Extract provided |
--------------------------------------------------

When we recieve the Eucharist we recieve Jesus, as catholics we believe that Jesus is fully in the Eucharist. So, like my teacher said, "Jesus IS the Eucharist!" At Christ's words, "This is My body," all limitations are stripped away and we stand in the very presence of God It is at the Eucharist that we make Saint Paul's wish our own: "All I want is to know Christ and to experience the power of his resurection, to share in his sufferings and become like him in his death, in hope that I myself will be raised from death to life" (Philippians 3:10-11, Good News Bible)

"Not to go to Communion is like someone dying of thirst beside a spring."
St. John Vianney


  1. I do believe that Jesus is the bread and wine but I see it as a little different. The other part of scripture we must hear is that He said "Do this in REMEMBRANCE of me". To me, that says He is not the actual bread and wine itself alone, but when you take it and remember him then HE will be there in it at that point. Paul even adds that we must take it with the right mind. I like this post.

    1. Gozreht, I know you are not catholic, but as catholics we believe that the bread and the wine become Jesus when the priest blesses them.

--------------------------------------------------

Exercise 1 | In the Eucharist post, why does the first commenter think Jesus is not the actual bread and wine by themselves?

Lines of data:
--------------------------------------------------

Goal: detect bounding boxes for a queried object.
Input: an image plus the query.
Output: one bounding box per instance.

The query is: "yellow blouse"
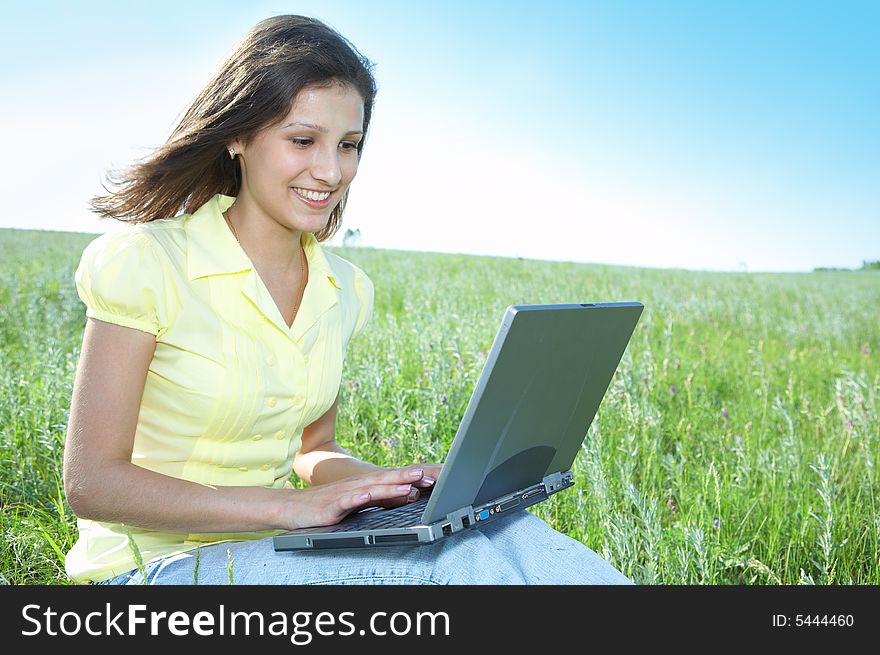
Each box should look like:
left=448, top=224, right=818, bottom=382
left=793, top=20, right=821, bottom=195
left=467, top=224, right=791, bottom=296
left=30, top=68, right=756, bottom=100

--------------------------------------------------

Exercise 2 | Reproduce all the lines of data above word for word, omitting the picture.

Task result 1 | The commenter points to Jesus saying "Do this in REMEMBRANCE of me." The commenter takes this to mean that He is not the bread and wine alone, but is present in them when a person takes them and remembers Him.

Task result 2 |
Goal: detect bounding boxes for a queried object.
Input: an image plus the query.
Output: one bounding box per instance.

The query is: "yellow blouse"
Each box should look like:
left=448, top=224, right=818, bottom=382
left=793, top=20, right=821, bottom=195
left=467, top=224, right=791, bottom=296
left=30, top=68, right=756, bottom=100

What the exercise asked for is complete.